§ **EXERCISE REQUIREMENTS**: Reproduce the listing below, switching every "instance" to "object" and leaving all else unchanged. Omit the pictures from your answer.

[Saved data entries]
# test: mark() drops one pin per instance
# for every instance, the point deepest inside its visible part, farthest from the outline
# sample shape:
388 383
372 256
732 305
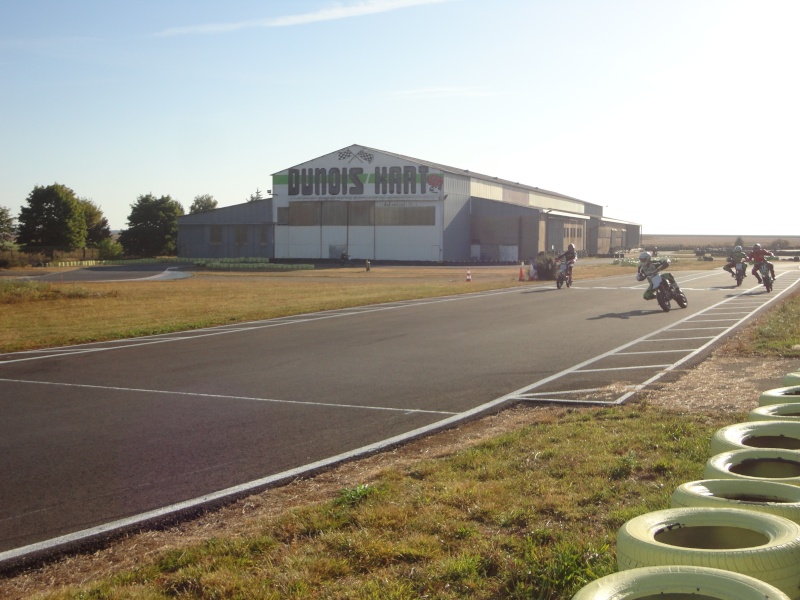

§ **OUTPUT BELOW**:
# test: mark() drops one pin per object
# for every object, the point deepest inside its visible part, farthest from the outline
# sample shape:
388 383
372 256
732 305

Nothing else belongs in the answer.